-- Start --
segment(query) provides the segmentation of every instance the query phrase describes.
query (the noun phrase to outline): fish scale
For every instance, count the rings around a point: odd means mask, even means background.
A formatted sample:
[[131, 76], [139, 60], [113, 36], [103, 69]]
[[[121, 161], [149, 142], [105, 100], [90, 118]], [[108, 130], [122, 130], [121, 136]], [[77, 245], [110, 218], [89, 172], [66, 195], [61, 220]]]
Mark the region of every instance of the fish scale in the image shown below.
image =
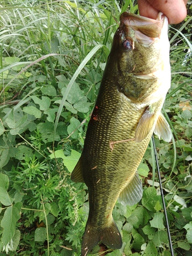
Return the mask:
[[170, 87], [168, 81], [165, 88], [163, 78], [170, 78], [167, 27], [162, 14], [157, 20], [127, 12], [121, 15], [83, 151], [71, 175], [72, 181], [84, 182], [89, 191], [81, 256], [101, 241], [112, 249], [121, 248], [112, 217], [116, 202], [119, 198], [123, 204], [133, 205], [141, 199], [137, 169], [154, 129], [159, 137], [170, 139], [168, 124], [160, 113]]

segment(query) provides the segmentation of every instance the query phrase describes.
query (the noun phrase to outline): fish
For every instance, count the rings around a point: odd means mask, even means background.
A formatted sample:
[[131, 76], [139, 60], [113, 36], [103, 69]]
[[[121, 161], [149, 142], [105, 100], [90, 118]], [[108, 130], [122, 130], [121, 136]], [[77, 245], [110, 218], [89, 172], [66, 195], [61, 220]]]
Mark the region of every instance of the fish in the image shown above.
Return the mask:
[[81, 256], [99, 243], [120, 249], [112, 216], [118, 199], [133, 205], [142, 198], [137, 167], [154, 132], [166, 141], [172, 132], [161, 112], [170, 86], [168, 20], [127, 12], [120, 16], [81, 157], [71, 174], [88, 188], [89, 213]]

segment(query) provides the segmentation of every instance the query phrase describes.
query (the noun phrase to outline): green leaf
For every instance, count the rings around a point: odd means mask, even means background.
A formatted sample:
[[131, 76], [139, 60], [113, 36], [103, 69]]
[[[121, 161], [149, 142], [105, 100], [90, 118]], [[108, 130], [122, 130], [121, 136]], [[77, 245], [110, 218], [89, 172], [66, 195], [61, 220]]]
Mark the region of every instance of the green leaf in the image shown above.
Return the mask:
-- End --
-- Start --
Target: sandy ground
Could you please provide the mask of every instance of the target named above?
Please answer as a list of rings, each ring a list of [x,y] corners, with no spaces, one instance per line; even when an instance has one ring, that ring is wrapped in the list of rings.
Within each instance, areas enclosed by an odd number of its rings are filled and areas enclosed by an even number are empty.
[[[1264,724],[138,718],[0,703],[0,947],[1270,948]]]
-- End --
EXERCISE GOAL. Convert the entries from the line with "Target: sandy ground" through the line with "[[[1264,724],[138,718],[0,703],[0,947],[1270,948]]]" into a two-column CSV with the headers input and output. Give one row per entry, put each field in quotes, and replace line breaks with spaces.

FINAL RESULT.
input,output
"Target: sandy ground Could you please provide the mask of every instance of the target named above? Please answer as a list of rings, each ring a list of [x,y] corners, with no spaces, one instance per line; even when an instance has one ring, that ring is wrapped in the list of rings. Within each instance, areas enclosed by an odd number of its rings are filled and areas enclosed by an even number are empty.","[[[1264,724],[138,718],[0,703],[0,947],[1270,948]]]"